» **Exercise**: Write out the passage of the LuaState overview between "In the event" and "per state basis.", inclusive, word for word.

» **Source extract**:

LuaState (a Lua Wrapper) 4.1 Alpha Distribution

http://workspacewhiz.com/Other/LuaState/LuaState.html
http://workspacewhiz.com/Other/LuaState/LuaState_LuaWrapper41Alpha.zip

Overview

Warning: The following distribution contains modified Lua code.  It is not an official distribution of Lua as the authors intended it.  Many modifications are superficial, but some, such as the Unicode string type, go quite a bit deeper.  It is my hope these changes will be considered for inclusion into the master Lua distribution.

The intent of this package is not to masquerade as an official Lua interpreter.  Any references to Lua in this document refer specifically to the modified Lua code contained herein, unless otherwise noted.  Only additions have been made to Lua.

The LuaState distribution provides the following functionality:

Unicode

Unicode (or rather, wide character) support is built-in as a native Lua type.  While it is entirely possible to represent a Unicode string using a regular Lua 8-bit clean string, there is no way of determining whether the given string is Unicode or not.  The secondary problem involves the use of standard string functionality, such as the concatenation operator.  If a Unicode string is represented as a normal 8-bit Lua string, special functions would have to be written to perform operations on the string (i.e. concatenation of two Lua 8-bit clean strings which represent Unicode).  Rather than confuse the user, a Unicode string type is available.  The term Unicode is used loosely in this context (since there are different standards of Unicode), but for the purposes of this distribution, Unicode refers to 16-bit wide character support.

Unicode strings can be entered into Lua script using the C approach to wide character strings.

L"Wide characters"

By inserting an L in front of the quote, the Lua lexer creates a wide character representation of the above string.  If the string was entered as a regular Lua string, the Unicode equivalent would be simulated as follows:

"W\000i\000d\000e\000 \000c\000h\000a\000r\000a\000c\000t\000e\000r\000s\000\000\000"

In the event it is necessary to insert Unicode character codes in the wide character string, an additional property of the L"" approach may be used.  16-bit characters may be entered using hexadecimal notation, in the same way as C:

L"Wide characters: \x3042\x3043"

The standard Lua libraries have been upgraded to accept and operate on Unicode strings.  Below is a brief list of added functionality.

Memory Allocators

This distribution replaces the #define approach to memory allocation within Lua with a callback mechanism, where the memory allocators can be replaced on a per Lua state basis.  This allows a powerful mechanism to be employed to adjust memory allocation strategies on a per state basis.

» **Stored data**:

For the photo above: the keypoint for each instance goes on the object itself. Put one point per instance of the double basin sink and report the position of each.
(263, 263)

» **Response**:
In the event it is necessary to insert Unicode character codes in the wide character string, an additional property of the L"" approach may be used.  16-bit characters may be entered using hexadecimal notation, in the same way as C:

L"Wide characters: \x3042\x3043"

The standard Lua libraries have been upgraded to accept and operate on Unicode strings.  Below is a brief list of added functionality.

Memory Allocators

This distribution replaces the #define approach to memory allocation within Lua with a callback mechanism, where the memory allocators can be replaced on a per Lua state basis.  This allows a powerful mechanism to be employed to adjust memory allocation strategies on a per state basis.